WHAT TO DO:
Copy the records from their start up to and including the line containing "119 150 L 118", keeping the requests unchanged but adding 82 to every number in the answers, the viewBox dimensions and the path coordinates alike.

SUPPLIED RECORDS:

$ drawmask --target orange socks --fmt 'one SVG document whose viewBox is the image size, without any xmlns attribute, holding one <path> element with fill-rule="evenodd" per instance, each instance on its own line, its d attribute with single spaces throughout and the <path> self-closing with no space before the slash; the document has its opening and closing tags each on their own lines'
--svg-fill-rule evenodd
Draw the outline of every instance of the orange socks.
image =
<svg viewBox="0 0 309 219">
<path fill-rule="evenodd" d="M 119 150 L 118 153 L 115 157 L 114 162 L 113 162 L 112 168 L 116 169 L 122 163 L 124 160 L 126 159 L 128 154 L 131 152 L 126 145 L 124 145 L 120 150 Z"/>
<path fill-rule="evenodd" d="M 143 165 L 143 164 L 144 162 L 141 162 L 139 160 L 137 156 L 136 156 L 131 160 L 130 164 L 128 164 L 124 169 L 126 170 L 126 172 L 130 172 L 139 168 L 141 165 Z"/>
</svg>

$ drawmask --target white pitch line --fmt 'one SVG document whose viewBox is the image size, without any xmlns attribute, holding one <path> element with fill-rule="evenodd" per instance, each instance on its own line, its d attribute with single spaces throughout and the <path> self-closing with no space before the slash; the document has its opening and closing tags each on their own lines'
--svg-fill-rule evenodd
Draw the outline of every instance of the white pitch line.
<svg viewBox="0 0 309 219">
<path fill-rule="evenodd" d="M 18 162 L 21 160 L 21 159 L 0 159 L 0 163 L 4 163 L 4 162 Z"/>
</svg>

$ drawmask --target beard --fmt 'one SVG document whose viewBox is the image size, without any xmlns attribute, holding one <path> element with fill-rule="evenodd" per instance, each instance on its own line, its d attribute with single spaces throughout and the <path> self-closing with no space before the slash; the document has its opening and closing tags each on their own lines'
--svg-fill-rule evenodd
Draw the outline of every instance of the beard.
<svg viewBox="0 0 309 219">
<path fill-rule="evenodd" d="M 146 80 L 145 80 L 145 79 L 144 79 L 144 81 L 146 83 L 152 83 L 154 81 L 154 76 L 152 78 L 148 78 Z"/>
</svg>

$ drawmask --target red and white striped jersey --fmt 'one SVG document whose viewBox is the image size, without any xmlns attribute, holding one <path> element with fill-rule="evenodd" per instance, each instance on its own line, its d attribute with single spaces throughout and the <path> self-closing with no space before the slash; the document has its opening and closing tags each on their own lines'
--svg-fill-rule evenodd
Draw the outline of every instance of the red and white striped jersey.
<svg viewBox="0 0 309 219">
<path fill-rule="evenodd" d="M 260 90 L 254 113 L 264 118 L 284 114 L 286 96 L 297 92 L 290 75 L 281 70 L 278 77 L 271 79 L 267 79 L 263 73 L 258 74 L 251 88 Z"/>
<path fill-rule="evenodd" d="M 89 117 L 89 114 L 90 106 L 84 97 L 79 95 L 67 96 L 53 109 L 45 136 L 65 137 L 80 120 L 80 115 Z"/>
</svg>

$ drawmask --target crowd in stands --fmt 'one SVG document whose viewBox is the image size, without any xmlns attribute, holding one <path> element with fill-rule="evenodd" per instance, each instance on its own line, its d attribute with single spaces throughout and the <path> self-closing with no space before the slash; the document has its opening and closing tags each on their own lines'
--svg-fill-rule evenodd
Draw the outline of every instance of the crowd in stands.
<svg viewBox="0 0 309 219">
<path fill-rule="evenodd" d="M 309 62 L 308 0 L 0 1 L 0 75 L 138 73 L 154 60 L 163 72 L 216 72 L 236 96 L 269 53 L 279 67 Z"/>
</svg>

RESULT:
$ drawmask --target orange socks --fmt 'one SVG document whose viewBox is the image size, without any xmlns attribute, holding one <path> element with fill-rule="evenodd" per instance, each instance on its own line, its d attribute with single spaces throughout and the <path> self-closing with no space before the slash; the document has its opening and closing tags each on their own lines'
--svg-fill-rule evenodd
Draw the outline of every instance of the orange socks.
image =
<svg viewBox="82 82 391 301">
<path fill-rule="evenodd" d="M 201 232 L 200 235 L 197 239 L 196 244 L 195 244 L 194 250 L 198 251 L 204 245 L 206 242 L 208 241 L 210 236 L 213 234 L 208 227 L 206 227 L 202 232 Z"/>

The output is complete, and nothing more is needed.